Baseline synonym words display only a negligible, non-significant overall change (weighted log-ratio mean=0.033, z=1.277, p>0.05), with increases and decreases roughly balanced.
Figure 2: Pre- vs post-2022 logged proportional change for AI-associated words (left) vs baseline words (right).
Discussion
Interpretation of Lexical Shifts
The findings support a rejection of the null hypothesis, indicating a selective convergence of human lexical choices with LLM-associated patterns in unscripted spoken English. However, the magnitude of the effect is moderate, and the directionality is not uniform across all target words. The contrast between sharp spikes in written usage and more subdued changes in spoken language suggests that tool usage may be the primary driver in written domains, while spoken language reflects a slower, more selective adoption.
The lack of significant increase for "delve" and the decrease for "realm" highlight the complexity of attributing causality to LLM influence. The authors caution that many AI-associated words were already trending upward prior to 2022, raising the possibility that LLMs amplify existing language change rather than initiate it. Definitive causal attribution would require longitudinal tracking of individual speakers and their exposure to LLM-generated language.
Implications for Model Alignment and Societal Impact
The observed "seep-in" effect—where repeated exposure to AI-generated language subtly alters human lexical preferences—has direct relevance for model alignment debates. If LLMs encode stylistic or lexical biases not representative of the broader user base, these biases may propagate into human communication norms, raising ethical concerns analogous to those in value alignment, fairness, and bias amplification.
The paper also foregrounds the problem of human-authorship indeterminacy, which complicates linguistic research and any scientific field relying on natural language as a proxy for human cognition. As AI-generated content becomes ubiquitous, distinguishing genuine human language production from tool-assisted output will require increasingly sophisticated methodologies.
Limitations and Future Directions
The dataset is restricted to tech- and science-focused podcasts, likely overrepresenting LLM exposure and not generalizable to the broader population. The authors acknowledge the need for larger, more diverse datasets and advocate for qualitative analyses to elucidate micro-level mechanisms underlying observed macro-level trends. The potential for a self-consuming training loop—where human language influenced by LLMs becomes future training data—warrants further investigation, particularly regarding its impact on linguistic diversity and model robustness.
Conclusion
This paper provides empirical evidence of a moderate, statistically significant increase in the usage of AI-associated words in unscripted spoken English following the release of ChatGPT. While the results suggest a selective convergence of human language with LLM lexical patterns, the distinction between AI-induced and natural language change remains unresolved. The implications extend beyond linguistics to model alignment, ethics, and the methodology of language research itself. Future work should focus on expanding dataset diversity, refining causal inference, and developing robust frameworks for tracking the evolving interplay between human and machine language systems.

**RAW DATA:**
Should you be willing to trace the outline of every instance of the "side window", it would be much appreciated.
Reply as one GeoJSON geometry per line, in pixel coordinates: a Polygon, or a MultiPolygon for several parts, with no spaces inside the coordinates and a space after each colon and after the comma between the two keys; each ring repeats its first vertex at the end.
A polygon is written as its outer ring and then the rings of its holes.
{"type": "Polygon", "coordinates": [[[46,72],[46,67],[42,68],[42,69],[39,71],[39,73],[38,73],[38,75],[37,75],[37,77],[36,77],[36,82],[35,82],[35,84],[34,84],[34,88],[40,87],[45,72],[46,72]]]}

**ASSIGNMENT 1:** Please quote the text on AI-associated words, starting with "The lack of" and going on through "to LLM-generated language.".
**ASSIGNMENT 2:** Using the text on AI-associated words, decide whether each statement agrees with it. For each, answer yes or no and quote the deciding words. (a) The baseline synonym words showed a significant overall change. (b) The dataset comes only from tech- and science-focused podcasts. (c) Usage of "realm" went up.
The material is separate from the text on AI-associated words in spoken English.

**YOUR SOLUTION 1:**
The lack of significant increase for "delve" and the decrease for "realm" highlight the complexity of attributing causality to LLM influence. The authors caution that many AI-associated words were already trending upward prior to 2022, raising the possibility that LLMs amplify existing language change rather than initiate it. Definitive causal attribution would require longitudinal tracking of individual speakers and their exposure to LLM-generated language.

**YOUR SOLUTION 2:**
(a) No: "Baseline synonym words display only a negligible, non-significant overall change"
(b) Yes: "The dataset is restricted to tech- and science-focused podcasts"
(c) No: "the decrease for "realm""